**ESTRATTO DEL TESTO**

>>>>>

Ente dello Spettacolo: Rivista del Cinematografo, nel numero di aprile una riflessione sul cinema post-pandemia

“Sarà possibile fare cinema dopo la pandemia? Quale cinema? Solo per distrazione? O sarà impossibile riderne? L’essenza della catastrofe è imprigionabile nell’immagine? Abbiamo bisogno di un’arte che le componga, le modelli, le interroghi, le narri. Un’arte che ci risani proprio laddove le forme della cronaca ci avvelenano. Serve un cuore per fare questo, serve anche al cinema”. Lo scrive mons. Davide Milani, direttore della Rivista del Cinematografo, nel suo editoriale del numero di aprile del periodico.
Il numero della rivista propone un’ampia riflessione sugli effetti collaterali del cortocircuito fra realtà e narrazione cinematografica, a partire da una delle immagini simbolo dell’ultimo anno: la preghiera di Papa Francesco in una Piazza San Pietro deserta, il 27 marzo 2020. Mons. Milani ne ha parlato con Paolo Ruffini, prefetto del Dicastero per la comunicazione della Santa Sede, in una lunga conversazione per ragionare sulla nascita di quel momento di preghiera diventato immediatamente “evento” e sulla capacità della struttura del Vaticano di costruire comunicazione, narrazioni, coinvolgimento, immagini che sopravvivono al momento e interpretano il tempo in cui accadono.

<<<<<

**COMPITI ED ESERCIZI**
a. Ricopia dall'articolo sul cinema dopo la pandemia il brano che comincia con le parole “Il numero della” e termina con “in cui accadono.”.
b. Scrivi il seguito dell'articolo sul cinema dopo la pandemia, ripartendo dopo la sua ultima frase.

**MATERIALE FORNITO**
>>>>>

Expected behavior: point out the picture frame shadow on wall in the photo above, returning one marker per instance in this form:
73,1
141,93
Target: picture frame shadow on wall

<<<<<

**RISPOSTE AI COMPITI**
a.
Il numero della rivista propone un’ampia riflessione sugli effetti collaterali del cortocircuito fra realtà e narrazione cinematografica, a partire da una delle immagini simbolo dell’ultimo anno: la preghiera di Papa Francesco in una Piazza San Pietro deserta, il 27 marzo 2020. Mons. Milani ne ha parlato con Paolo Ruffini, prefetto del Dicastero per la comunicazione della Santa Sede, in una lunga conversazione per ragionare sulla nascita di quel momento di preghiera diventato immediatamente “evento” e sulla capacità della struttura del Vaticano di costruire comunicazione, narrazioni, coinvolgimento, immagini che sopravvivono al momento e interpretano il tempo in cui accadono.

b.
La cover story “Quel che resta del cinema” accoglie anche gli interventi di studiosi, critici e osservatori: Alberto Abruzzese (sociologo e scrittore) analizza “le nuove visioni, fluttuanti nel tempo e nello spazio”, della settima arte, in continua evoluzione; Alberto Barbera (direttore artistico della Mostra internazionale d’arte cinematografica di Venezia) affronta il tema della trasmigrazione dall’analogico al digitale dal Novecento al millennio in corso; Federico Pontiggia (redattore della RdC) riflette sulla sospensione dell’incredulità richiesta dalla realtà e non più dal cinema; Paolo Bertolin (critico e programmatore di festival) ragiona sulle tendenze del linguaggio contemporaneo, tra ibridazioni, commistioni di genere, nuove rivendicazioni; e Simona Argentieri (psicoanalista) propone un “viaggio al termine dell’audiovisivo”, per capire se stiamo conoscendo il senso della fine o la fine del senso. L’articolo di Paolo Baldini passa in rassegna le opere in gara per gli Oscar. Tra queste, anche la favorita Nomadland della regista Chloé Zhao, prima donna di origini cinesi candidata come miglior regista e intervistata da Federico Pontiggia, che ha dialogato anche con un altro protagonista, Alexander Nanau, autore di Collective, candidato sia come miglior documentario sia come miglior film straniero.